### Required work
Extract every line of the listing below that contains the word "orange", and treat uppercase and lowercase as different.

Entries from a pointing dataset
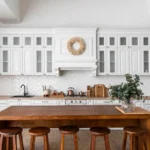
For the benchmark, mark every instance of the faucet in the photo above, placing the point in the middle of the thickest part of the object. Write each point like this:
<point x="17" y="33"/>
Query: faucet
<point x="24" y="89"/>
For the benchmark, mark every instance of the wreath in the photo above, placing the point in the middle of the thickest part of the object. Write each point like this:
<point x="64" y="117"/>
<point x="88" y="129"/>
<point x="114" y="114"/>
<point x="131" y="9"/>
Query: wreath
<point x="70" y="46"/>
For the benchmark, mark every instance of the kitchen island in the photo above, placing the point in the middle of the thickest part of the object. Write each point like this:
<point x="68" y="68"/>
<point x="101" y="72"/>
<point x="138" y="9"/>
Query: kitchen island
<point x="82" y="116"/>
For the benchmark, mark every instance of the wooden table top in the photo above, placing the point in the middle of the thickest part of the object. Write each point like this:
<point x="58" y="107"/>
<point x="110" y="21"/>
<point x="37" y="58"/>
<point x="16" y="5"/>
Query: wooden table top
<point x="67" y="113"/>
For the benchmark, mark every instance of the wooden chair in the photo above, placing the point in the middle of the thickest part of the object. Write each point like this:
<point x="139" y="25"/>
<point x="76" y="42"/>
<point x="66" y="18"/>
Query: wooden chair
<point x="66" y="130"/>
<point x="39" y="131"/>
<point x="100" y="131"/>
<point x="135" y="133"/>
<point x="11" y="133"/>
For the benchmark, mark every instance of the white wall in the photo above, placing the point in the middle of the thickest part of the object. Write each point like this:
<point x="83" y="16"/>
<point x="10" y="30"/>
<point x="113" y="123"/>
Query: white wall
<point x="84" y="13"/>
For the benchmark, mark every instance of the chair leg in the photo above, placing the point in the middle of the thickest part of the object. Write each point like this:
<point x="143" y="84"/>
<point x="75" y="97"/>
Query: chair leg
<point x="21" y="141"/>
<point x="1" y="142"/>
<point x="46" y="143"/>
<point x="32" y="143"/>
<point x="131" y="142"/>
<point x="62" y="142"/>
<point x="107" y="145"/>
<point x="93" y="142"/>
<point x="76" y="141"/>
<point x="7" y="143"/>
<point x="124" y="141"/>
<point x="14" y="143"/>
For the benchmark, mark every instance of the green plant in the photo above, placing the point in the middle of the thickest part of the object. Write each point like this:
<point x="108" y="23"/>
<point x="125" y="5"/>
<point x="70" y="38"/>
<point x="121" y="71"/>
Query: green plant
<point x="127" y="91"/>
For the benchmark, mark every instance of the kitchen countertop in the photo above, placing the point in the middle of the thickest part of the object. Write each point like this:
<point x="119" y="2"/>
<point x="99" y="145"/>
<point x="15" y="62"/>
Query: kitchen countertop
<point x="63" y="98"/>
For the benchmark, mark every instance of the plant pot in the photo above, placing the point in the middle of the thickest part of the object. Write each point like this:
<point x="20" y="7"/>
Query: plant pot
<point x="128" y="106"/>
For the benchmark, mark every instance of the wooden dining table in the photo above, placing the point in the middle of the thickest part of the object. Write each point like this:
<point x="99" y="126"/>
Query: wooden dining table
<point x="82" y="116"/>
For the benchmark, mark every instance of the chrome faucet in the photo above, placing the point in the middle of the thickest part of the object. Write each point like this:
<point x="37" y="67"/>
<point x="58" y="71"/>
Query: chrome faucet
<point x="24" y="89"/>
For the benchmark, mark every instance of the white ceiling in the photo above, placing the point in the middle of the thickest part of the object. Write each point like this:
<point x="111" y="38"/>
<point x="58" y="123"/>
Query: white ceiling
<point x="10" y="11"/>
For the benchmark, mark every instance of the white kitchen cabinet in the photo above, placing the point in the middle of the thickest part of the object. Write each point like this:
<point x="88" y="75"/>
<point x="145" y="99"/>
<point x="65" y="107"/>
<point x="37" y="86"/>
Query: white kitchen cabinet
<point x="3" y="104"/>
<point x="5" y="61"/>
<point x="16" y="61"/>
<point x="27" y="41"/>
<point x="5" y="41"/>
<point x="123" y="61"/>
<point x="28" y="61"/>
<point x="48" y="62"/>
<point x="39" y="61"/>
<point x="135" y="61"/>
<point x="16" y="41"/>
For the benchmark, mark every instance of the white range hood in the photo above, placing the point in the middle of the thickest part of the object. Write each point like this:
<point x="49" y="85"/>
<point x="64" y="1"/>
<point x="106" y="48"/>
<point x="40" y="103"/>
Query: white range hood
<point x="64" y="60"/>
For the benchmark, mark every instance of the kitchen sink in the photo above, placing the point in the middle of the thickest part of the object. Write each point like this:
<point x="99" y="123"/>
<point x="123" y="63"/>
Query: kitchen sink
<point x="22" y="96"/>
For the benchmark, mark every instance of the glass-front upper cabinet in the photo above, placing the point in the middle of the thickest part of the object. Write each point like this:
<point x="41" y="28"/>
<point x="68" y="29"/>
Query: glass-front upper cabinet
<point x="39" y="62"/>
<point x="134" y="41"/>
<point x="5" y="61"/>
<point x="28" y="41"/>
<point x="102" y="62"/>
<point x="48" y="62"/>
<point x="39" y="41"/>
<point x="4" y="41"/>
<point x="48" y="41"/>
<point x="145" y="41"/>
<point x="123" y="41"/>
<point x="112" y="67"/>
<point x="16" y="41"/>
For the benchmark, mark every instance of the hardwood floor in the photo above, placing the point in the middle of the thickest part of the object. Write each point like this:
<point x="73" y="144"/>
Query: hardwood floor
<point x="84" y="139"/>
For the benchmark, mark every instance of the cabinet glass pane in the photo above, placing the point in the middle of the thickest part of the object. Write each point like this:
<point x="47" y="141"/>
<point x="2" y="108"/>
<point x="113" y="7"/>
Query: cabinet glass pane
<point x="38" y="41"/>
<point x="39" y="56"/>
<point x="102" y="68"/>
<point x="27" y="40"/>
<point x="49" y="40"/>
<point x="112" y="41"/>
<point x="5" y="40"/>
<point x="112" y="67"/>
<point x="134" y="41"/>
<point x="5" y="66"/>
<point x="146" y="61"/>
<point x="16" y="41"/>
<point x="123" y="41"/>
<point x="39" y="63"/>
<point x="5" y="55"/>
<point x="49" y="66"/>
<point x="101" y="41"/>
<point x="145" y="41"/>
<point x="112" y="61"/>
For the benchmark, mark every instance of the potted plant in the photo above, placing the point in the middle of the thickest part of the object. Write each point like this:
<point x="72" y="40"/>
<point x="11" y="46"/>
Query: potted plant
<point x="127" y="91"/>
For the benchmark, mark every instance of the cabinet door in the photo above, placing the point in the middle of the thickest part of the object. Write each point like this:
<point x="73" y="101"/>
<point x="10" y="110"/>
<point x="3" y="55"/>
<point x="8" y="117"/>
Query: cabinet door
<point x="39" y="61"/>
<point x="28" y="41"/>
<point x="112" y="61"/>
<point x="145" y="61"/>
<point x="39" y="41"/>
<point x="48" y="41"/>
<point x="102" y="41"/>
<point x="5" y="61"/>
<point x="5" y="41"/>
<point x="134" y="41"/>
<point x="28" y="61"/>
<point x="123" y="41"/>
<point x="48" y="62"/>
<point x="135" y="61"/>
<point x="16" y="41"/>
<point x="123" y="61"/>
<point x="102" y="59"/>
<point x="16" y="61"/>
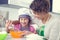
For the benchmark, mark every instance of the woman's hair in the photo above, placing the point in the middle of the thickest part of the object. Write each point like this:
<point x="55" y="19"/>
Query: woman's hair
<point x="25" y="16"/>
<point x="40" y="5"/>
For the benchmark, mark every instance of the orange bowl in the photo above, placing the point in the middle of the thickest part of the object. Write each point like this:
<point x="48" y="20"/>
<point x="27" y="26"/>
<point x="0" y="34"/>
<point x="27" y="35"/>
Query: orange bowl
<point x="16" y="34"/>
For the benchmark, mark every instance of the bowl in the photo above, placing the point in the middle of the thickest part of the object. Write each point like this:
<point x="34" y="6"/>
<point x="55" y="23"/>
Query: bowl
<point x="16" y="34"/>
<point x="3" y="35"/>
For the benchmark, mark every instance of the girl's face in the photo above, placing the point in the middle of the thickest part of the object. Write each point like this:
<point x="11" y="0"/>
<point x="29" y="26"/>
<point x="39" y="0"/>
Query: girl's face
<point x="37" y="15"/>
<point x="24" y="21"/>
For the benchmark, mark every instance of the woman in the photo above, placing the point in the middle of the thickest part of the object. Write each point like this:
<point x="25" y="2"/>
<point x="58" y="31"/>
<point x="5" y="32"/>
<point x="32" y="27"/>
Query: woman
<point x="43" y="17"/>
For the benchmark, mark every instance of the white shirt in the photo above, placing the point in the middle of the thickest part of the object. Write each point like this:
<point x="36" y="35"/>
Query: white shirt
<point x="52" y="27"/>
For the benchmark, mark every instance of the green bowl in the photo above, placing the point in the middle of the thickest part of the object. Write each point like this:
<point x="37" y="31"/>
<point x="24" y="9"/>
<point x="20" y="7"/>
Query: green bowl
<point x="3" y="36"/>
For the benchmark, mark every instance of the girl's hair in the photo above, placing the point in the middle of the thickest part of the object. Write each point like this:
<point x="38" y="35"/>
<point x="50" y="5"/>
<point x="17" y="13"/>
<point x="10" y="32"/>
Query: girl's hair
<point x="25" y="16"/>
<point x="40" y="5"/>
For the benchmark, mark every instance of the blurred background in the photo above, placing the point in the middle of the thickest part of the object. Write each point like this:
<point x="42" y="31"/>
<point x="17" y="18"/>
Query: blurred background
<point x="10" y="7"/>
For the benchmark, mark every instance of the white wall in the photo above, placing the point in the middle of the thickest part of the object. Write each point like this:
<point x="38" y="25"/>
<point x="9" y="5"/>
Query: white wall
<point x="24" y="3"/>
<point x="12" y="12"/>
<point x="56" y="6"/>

==

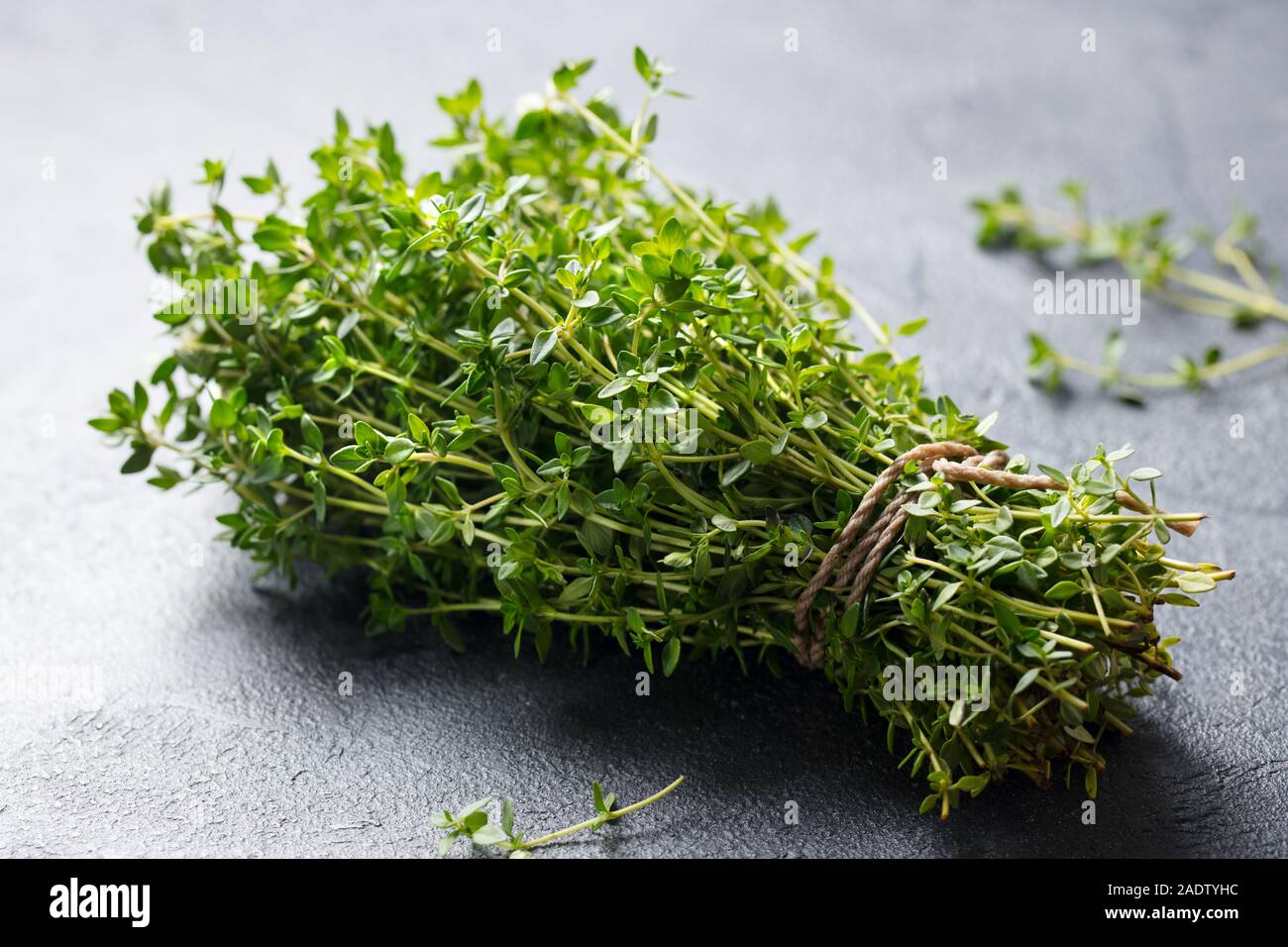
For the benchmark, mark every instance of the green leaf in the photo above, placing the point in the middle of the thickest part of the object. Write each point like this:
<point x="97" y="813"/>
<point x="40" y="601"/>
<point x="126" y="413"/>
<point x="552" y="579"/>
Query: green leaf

### Exercise output
For the benchmark, mark every instance of the orange bowl in the photo above, placing the point in the middle of the thickest part of the object. Write each point like this:
Query: orange bowl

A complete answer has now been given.